begin Document extract

As for my assertion that scorn of Christians is rampant on the left, I don't have to search the archives. This article and others like it on Alternet in the last two years amply demonstrate the lack of interest in really investigating Christianity in America, but rather looking always at its most reactionary practitioners. The writers on Alternet don't represent the entire left, as much as they might wish to think so. Read the responses to writers like Jim Rigby and Jim Wallis and people from Tikkun when their articles are posted on Alternet and on HuffPost, and the kind of reaction Christians get from fellow progressives is shown in abundance.

For that matter, I have posted many many times, usually in a very measured tone, sometimes in exasperation, and the response is always similar to Holland's: mocking, and unable to even engage the tactical points I am making.

No one ever seems to be able to acknowledge that a caricature of Christianity as inherently reactionary is even possibly a mistake. As for the poster who said I was privileging Christianity above other faiths, that's nowhere in my post, that's in their head, or in their experiences with some other kind of Christian.

My church is out there with the homeless, advocating for peace, building alternative structures to make up for the utter lack of effective action by local government. We're Christians, and we're following Jesus, and that to us means helping the poor and the vulnerable. Where are the concrete proposals or recommended courses of action on Alternet? Criticism is easy. Action is hard.

end Document extract

Given instruction 1:
Answer these questions about the post on Christians and the left:
(a) On which two sites does the writer say articles by Jim Rigby, Jim Wallis and people from Tikkun are posted?
(b) The response to the writer's own posts is always similar to whose?
(c) According to the writer, what does following Jesus mean to the church?
Given instruction 2: Resume the post on Christians and the left, picking up after its final sentence.
These records come from a separate source.

begin Provided data

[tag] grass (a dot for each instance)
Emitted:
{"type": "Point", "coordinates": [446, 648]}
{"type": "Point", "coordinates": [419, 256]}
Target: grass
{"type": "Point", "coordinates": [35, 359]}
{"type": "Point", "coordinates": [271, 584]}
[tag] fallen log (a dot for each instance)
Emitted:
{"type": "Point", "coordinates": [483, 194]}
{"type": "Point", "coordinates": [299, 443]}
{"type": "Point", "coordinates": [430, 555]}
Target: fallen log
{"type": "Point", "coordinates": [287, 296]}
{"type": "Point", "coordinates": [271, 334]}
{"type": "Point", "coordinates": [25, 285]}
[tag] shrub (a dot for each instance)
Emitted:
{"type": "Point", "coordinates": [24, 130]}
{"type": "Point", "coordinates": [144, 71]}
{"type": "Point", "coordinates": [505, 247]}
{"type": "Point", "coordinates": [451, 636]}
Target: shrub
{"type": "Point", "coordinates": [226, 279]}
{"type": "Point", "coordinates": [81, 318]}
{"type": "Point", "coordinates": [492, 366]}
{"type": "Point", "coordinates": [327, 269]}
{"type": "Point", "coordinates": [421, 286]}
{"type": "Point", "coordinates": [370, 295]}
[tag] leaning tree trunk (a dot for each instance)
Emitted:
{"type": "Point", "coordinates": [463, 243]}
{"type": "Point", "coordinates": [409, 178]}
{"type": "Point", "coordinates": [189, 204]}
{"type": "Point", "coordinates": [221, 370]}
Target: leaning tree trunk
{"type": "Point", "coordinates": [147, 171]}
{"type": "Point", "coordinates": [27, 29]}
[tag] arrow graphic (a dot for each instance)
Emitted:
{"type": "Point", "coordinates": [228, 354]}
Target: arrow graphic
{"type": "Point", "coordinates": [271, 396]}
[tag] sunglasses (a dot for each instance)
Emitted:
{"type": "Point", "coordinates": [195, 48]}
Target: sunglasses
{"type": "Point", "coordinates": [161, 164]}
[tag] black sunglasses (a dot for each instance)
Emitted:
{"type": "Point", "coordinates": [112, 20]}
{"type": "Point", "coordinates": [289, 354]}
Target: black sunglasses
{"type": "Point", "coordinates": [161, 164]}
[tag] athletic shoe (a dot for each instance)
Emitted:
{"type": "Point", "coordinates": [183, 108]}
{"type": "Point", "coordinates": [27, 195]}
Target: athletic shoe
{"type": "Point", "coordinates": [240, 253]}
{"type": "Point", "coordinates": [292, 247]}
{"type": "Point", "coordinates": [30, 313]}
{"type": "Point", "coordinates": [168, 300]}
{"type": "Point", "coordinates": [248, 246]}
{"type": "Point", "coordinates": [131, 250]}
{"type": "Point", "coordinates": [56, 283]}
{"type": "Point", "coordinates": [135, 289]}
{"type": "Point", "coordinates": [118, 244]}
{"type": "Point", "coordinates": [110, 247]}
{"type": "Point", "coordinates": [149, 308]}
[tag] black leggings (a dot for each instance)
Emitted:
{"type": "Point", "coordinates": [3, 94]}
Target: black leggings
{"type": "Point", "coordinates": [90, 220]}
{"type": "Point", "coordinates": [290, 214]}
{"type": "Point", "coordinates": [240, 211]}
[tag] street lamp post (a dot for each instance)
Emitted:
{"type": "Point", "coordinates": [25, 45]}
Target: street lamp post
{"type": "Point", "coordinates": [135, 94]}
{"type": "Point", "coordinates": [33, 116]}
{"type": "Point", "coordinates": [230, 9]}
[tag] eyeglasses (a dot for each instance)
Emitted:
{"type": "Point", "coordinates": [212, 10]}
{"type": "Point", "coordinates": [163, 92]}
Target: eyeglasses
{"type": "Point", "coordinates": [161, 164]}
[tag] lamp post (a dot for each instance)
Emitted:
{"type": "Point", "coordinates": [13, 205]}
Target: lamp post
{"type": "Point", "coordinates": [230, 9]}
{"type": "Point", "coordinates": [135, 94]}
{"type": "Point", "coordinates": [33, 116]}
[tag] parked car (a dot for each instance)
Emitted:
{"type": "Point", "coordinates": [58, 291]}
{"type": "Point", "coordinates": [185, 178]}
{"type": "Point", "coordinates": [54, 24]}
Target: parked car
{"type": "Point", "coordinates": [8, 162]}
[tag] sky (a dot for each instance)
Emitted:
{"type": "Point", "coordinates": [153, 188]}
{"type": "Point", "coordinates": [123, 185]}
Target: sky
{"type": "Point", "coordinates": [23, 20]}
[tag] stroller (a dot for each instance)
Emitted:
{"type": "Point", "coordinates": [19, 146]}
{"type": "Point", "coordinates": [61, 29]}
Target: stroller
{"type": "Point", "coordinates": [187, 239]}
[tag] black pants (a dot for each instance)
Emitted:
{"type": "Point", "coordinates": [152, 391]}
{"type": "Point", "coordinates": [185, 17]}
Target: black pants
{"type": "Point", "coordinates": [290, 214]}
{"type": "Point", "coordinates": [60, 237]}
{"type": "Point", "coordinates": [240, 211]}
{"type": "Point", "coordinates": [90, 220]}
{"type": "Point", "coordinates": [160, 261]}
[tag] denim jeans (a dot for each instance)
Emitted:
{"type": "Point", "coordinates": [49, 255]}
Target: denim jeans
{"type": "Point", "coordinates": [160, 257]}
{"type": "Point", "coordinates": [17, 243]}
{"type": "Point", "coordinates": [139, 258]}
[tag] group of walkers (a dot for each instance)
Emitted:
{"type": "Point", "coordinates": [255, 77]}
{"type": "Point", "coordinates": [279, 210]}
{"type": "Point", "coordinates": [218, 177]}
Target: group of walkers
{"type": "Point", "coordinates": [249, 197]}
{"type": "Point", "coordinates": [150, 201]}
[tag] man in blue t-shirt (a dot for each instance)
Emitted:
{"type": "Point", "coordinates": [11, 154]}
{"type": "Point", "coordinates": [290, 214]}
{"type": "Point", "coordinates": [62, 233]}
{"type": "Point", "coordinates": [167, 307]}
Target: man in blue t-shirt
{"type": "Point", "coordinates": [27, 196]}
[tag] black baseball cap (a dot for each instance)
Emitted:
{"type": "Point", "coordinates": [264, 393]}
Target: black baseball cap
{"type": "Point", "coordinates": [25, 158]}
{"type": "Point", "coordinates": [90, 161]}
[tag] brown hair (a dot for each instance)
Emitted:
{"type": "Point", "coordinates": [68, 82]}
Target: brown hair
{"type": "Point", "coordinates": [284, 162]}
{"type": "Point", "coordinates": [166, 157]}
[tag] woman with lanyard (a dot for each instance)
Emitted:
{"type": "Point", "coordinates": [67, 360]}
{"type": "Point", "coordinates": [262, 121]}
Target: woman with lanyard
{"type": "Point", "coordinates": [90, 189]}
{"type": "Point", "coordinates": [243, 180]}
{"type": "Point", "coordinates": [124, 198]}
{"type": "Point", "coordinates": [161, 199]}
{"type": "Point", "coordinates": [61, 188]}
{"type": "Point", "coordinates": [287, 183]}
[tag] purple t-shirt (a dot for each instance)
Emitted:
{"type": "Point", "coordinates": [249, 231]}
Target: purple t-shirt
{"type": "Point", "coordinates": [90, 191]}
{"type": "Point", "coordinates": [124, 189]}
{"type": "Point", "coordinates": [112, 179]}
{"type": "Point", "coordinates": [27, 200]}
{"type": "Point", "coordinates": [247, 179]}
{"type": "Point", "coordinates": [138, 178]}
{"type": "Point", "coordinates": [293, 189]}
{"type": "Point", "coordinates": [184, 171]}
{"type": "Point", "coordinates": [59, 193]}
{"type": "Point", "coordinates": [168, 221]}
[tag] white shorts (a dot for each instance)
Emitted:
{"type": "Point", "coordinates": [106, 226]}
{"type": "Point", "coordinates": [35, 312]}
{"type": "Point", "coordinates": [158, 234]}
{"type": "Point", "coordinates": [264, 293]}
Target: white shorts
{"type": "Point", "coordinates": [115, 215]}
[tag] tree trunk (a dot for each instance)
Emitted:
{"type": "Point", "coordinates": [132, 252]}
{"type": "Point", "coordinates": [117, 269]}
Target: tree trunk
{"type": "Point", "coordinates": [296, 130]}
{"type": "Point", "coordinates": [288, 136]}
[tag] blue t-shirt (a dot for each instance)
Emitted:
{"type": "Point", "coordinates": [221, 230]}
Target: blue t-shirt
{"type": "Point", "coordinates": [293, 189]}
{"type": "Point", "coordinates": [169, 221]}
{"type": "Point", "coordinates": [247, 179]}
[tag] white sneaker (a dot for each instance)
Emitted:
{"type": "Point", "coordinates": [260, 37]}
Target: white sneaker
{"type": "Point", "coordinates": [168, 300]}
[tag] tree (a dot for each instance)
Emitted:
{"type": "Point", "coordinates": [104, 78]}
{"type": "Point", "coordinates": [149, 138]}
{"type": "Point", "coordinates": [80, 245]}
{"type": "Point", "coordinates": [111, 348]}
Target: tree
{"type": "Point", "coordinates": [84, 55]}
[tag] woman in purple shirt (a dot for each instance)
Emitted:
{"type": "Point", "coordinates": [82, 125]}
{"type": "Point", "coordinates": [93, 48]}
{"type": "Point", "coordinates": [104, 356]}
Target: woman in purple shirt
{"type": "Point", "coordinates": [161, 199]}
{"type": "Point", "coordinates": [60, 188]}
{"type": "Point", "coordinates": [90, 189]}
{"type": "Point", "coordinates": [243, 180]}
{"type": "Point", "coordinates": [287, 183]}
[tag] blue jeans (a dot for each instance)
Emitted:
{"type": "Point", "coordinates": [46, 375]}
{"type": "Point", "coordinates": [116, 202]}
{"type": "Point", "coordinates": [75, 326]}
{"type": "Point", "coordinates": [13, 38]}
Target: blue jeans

end Provided data

Task answer 1:
(a) Alternet and HuffPost.
(b) Holland's.
(c) Helping the poor and the vulnerable.

Task answer 2:
The subject is always subtly changed when I point out that while the left in the 60's and early 70's was busy building alternative institutions and addressing real needs, the left now is simply talking about what's wrong with all those stupid reactionaries.

The reason the right was so successful for so long is that they ignored their losses in Washington and engaged people on the local level. They did it dishonestly, and and hid their true agenda much of the time. But they did it.

The left has been losing ground PRECISELY since the rise of the evangelical right alienated Jewish and secular leftists from Christianity, and understandably so. But this was a crucial tactical error. And if you care more about the nation our children will live in than in being right about everything all the time, you'll take another look at that decision.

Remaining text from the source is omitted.